→ Detection examples:

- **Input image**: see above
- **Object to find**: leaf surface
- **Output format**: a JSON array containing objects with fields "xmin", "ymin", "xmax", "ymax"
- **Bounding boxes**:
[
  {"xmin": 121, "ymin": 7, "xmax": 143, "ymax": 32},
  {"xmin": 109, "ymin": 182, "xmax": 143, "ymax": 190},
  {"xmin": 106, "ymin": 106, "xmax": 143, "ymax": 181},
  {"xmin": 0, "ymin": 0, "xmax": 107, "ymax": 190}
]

→ EXERCISE REQUIREMENTS:
Format the lines above as a JSON list of strings, one string per line, leaving out any blank lines.

→ EXERCISE OUTPUT:
[
  "- **Input image**: see above",
  "- **Object to find**: leaf surface",
  "- **Output format**: a JSON array containing objects with fields \"xmin\", \"ymin\", \"xmax\", \"ymax\"",
  "- **Bounding boxes**:",
  "[",
  "  {\"xmin\": 121, \"ymin\": 7, \"xmax\": 143, \"ymax\": 32},",
  "  {\"xmin\": 109, \"ymin\": 182, \"xmax\": 143, \"ymax\": 190},",
  "  {\"xmin\": 106, \"ymin\": 106, \"xmax\": 143, \"ymax\": 181},",
  "  {\"xmin\": 0, \"ymin\": 0, \"xmax\": 107, \"ymax\": 190}",
  "]"
]